BEGIN Data records

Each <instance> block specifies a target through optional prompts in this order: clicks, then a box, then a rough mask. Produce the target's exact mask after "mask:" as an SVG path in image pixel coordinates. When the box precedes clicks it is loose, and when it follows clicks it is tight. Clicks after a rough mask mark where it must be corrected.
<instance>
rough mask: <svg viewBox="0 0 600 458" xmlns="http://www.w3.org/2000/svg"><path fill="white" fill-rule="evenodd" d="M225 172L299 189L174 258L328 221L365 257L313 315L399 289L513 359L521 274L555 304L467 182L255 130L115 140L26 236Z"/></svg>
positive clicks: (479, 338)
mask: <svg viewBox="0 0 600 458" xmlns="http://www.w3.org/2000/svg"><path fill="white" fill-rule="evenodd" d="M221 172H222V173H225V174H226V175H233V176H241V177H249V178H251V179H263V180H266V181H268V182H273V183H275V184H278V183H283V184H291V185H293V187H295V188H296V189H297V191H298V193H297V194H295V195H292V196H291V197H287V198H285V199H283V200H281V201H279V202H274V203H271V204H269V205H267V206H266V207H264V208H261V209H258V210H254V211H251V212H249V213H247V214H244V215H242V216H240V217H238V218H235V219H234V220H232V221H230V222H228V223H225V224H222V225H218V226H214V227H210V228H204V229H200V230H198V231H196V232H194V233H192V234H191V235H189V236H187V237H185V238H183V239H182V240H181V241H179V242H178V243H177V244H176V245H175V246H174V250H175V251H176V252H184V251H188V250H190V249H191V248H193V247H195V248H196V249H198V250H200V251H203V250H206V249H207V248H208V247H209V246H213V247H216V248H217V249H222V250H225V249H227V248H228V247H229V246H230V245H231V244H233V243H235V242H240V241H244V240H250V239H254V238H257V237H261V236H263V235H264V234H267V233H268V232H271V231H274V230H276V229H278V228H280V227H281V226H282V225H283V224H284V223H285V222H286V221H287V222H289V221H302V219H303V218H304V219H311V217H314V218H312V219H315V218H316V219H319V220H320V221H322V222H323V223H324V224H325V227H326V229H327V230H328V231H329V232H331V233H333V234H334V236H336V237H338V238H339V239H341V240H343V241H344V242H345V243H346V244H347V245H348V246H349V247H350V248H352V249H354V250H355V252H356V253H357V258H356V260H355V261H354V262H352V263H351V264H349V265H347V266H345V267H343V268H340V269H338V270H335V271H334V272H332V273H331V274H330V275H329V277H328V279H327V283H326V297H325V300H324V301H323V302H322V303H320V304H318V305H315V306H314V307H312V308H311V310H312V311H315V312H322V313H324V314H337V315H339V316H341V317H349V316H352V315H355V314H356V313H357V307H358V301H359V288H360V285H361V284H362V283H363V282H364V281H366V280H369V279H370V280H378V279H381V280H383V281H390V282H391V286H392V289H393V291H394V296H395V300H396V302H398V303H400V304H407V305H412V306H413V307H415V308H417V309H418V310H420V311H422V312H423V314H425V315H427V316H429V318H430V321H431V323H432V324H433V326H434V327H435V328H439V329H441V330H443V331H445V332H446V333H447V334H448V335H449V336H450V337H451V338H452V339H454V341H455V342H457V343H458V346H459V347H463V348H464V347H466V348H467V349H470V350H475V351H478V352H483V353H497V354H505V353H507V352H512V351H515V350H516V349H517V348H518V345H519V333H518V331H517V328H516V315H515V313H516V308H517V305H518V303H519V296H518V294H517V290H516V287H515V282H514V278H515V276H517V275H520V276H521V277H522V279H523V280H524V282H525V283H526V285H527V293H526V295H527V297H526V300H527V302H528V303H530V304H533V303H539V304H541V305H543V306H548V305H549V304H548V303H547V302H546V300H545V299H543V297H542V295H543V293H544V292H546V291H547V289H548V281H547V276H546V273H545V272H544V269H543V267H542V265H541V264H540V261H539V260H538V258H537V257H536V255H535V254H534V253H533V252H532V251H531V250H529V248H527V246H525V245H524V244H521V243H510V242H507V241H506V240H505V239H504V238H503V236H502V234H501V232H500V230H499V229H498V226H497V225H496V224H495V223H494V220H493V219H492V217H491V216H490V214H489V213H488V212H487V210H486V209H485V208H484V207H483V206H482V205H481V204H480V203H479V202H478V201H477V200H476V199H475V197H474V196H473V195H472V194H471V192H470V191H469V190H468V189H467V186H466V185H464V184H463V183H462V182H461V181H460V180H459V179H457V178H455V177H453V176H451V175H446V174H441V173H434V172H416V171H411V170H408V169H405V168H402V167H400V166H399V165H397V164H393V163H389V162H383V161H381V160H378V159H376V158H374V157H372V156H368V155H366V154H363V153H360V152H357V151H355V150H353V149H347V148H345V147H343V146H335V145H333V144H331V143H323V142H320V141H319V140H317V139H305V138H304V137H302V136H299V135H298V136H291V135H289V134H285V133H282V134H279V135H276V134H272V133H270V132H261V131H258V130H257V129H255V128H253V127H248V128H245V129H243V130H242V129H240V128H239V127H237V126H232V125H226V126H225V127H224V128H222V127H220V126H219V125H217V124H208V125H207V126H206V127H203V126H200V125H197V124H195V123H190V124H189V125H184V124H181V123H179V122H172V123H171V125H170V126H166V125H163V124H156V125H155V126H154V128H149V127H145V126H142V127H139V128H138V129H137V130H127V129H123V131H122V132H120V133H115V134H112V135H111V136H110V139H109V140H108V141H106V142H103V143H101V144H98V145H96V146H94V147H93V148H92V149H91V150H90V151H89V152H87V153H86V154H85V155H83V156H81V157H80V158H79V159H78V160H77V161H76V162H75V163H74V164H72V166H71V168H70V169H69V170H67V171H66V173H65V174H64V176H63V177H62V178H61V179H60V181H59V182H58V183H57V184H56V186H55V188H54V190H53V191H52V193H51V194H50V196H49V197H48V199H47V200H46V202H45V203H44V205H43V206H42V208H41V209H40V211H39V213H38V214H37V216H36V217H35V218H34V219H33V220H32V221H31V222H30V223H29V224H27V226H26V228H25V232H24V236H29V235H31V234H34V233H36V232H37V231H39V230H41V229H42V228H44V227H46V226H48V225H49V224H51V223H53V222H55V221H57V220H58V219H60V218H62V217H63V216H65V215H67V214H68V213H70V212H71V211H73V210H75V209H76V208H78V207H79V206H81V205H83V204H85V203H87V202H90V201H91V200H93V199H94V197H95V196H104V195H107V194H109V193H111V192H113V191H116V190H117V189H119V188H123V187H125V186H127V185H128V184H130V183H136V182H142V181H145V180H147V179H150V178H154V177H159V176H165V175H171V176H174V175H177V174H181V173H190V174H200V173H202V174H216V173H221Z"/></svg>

END Data records

Activity - Exactly as they stand, please print the lines from the first line of the records above down to the line that includes "rough mask: <svg", both of those included and no others.

Answer to this exercise -
Each <instance> block specifies a target through optional prompts in this order: clicks, then a box, then a rough mask. Produce the target's exact mask after "mask:" as an SVG path in image pixel coordinates. When the box precedes clicks it is loose, and when it follows clicks it is tight. Clicks after a rough mask mark where it must be corrected.
<instance>
rough mask: <svg viewBox="0 0 600 458" xmlns="http://www.w3.org/2000/svg"><path fill="white" fill-rule="evenodd" d="M225 172L299 189L174 258L328 221L365 257L313 315L399 289L513 359L521 274L555 304L467 182L255 130L115 140L26 236Z"/></svg>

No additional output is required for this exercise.